California Forum

How can there be so much great TV this awards season, and so few great TV theme songs?

Long after the plots fade, theme songs can bring viewers up to speed on, say, the adventures of the castaways on “Gilligan’s Island.”
Long after the plots fade, theme songs can bring viewers up to speed on, say, the adventures of the castaways on “Gilligan’s Island.”

Face it: You can absorb only so much news these days before your brain bucket feels like it’s about to explode. This is why, now more than ever, we need quality comedies and fictional dramas on television – to divert us from the real-life, tragicomic horror show playing out in Washington.

Entertainment critics yak about how Hollywood is producing truly great TV these days, how we’re living in a new Golden Age of the Boob Tube. Maybe so, but there’s a problem with much of that small-screen storytelling: Given so many ensemble casts and their myriad subplots, these shows afford the average viewer (aka me) little idea what they’re about until about three episodes in. Even then, it can all be terribly confusing.

I typically don’t understand the motivations of primary characters on these shows. Are they secretly sleeping with, or secretly planning to murder each other? Whose parent is secretly not their parent? And why is it called, “The Big Bang Theory?” Because I sat through a couple of episodes and, so far as I could tell, they had nothing to do with cosmology or comedy.

Whatever happened to programs with musical preambles that spelled out everything for you nice and neat from the get-go, so that you didn’t have to put out a helmet fire one week to the next, putting all the pieces together?

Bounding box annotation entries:
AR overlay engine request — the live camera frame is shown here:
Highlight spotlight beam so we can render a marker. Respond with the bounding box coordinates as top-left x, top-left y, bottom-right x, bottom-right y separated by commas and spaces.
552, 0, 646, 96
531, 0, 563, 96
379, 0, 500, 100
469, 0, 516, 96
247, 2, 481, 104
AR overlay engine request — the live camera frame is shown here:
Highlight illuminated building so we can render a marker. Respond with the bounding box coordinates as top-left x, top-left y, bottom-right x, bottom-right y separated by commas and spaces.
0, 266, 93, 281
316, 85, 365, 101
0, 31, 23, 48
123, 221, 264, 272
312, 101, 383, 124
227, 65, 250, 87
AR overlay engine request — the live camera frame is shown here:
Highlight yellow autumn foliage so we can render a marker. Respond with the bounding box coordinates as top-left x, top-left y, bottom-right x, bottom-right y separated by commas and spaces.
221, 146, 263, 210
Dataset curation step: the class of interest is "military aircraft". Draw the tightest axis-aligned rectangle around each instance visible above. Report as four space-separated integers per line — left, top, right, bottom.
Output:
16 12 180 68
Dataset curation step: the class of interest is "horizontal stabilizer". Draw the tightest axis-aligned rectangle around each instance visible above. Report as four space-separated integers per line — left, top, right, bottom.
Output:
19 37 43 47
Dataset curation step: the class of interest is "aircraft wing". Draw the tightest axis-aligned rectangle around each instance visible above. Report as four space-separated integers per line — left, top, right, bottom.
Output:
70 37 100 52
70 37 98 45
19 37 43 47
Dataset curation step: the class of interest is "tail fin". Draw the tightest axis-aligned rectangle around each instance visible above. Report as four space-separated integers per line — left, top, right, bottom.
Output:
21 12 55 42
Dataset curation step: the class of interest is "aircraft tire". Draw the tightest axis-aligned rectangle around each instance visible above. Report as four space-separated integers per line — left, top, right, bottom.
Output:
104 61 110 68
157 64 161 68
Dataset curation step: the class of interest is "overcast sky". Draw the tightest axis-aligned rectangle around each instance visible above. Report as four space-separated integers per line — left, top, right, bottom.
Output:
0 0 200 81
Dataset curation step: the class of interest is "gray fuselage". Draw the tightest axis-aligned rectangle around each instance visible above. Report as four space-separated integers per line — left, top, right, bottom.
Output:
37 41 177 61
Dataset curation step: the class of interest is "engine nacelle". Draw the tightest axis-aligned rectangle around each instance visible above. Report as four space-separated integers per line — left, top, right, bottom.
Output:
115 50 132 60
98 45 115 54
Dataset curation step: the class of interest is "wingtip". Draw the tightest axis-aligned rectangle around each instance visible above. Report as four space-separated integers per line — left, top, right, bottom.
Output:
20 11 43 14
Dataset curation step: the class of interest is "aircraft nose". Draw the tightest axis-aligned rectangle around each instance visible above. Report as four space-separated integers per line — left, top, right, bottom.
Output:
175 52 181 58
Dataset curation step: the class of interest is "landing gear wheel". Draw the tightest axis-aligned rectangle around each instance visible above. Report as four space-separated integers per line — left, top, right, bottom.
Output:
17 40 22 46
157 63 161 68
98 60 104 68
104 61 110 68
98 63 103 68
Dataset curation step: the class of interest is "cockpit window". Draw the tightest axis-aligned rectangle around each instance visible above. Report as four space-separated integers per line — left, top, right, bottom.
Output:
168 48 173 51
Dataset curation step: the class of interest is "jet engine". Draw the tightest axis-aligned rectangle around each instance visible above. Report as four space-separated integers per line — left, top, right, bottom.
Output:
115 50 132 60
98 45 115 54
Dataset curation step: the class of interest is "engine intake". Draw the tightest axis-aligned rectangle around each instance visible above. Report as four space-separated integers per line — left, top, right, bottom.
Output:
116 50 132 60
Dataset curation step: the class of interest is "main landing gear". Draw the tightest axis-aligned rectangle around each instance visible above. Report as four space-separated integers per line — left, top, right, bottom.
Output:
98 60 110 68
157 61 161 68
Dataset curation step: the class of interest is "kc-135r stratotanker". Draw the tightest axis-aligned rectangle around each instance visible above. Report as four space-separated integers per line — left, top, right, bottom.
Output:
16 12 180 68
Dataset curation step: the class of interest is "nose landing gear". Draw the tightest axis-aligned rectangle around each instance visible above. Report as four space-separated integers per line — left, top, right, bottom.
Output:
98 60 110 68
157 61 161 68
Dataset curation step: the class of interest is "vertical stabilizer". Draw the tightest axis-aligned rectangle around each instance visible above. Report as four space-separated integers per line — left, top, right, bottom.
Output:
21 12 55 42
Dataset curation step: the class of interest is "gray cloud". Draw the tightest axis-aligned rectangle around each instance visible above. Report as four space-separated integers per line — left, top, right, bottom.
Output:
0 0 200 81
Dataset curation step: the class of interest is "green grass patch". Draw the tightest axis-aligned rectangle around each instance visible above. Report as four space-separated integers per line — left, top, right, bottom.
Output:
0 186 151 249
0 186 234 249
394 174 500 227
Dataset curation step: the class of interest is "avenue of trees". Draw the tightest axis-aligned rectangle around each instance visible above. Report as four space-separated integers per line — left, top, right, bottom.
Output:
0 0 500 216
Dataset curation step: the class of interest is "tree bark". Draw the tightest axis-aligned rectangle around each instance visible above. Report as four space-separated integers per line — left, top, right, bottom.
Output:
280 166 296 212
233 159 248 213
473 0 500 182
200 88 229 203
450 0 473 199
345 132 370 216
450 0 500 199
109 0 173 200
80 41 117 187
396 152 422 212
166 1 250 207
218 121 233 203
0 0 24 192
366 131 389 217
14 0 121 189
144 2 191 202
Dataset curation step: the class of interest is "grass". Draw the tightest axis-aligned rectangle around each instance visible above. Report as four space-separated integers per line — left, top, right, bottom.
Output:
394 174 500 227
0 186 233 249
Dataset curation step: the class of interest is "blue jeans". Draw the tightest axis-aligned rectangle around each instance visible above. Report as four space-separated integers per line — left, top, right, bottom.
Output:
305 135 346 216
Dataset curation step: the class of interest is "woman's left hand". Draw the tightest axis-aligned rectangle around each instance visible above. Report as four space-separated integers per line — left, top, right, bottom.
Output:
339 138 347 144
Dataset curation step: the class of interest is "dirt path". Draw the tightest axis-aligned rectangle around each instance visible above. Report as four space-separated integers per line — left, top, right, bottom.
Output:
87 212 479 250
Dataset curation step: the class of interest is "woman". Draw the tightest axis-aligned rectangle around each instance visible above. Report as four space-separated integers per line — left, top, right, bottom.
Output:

- _Task requirements_
a) Return the passage of the essay on TV theme songs between "Face it: You" and "be terribly confusing.", inclusive.
b) In the essay on TV theme songs, which show does the writer say had nothing to do with cosmology or comedy?
c) Continue the essay on TV theme songs from its final sentence.

- _The replies_
a)
Face it: You can absorb only so much news these days before your brain bucket feels like it’s about to explode. This is why, now more than ever, we need quality comedies and fictional dramas on television – to divert us from the real-life, tragicomic horror show playing out in Washington.

Entertainment critics yak about how Hollywood is producing truly great TV these days, how we’re living in a new Golden Age of the Boob Tube. Maybe so, but there’s a problem with much of that small-screen storytelling: Given so many ensemble casts and their myriad subplots, these shows afford the average viewer (aka me) little idea what they’re about until about three episodes in. Even then, it can all be terribly confusing.

b) "The Big Bang Theory."

c)
You knew, for example, that a movie star, an egghead, a stuffy millionaire, his vapid wife “and the rest” embarked from an unnamed tropical port on a leisurely “three-hour cruise,” ran into nasty weather and ended up marooned on the back lot of CBS Studios (okay, an “uncharted desert isle”). There, they cavorted with with the vessel’s nitwit first mate, Gilligan, and a corpulent skipper who somehow managed to keep all that weight on for several seasons subsisting on little more than fish and coconuts.

Or what about “The Addams Family?” Good luck fathoming the social dynamics of that show without an explanatory introductory song.

Granted, there were many series back in the day that didn’t require a jingly musical executive summary as the opening credits rolled. Take “Lassie” – no lyrics, just a lot of soulful whistling. But, really, how much exposition did we need to understand that Lassie was one perfectly groomed, super-smart collie, and that Timmy almost certainly was going to need rescuing after falling down the well?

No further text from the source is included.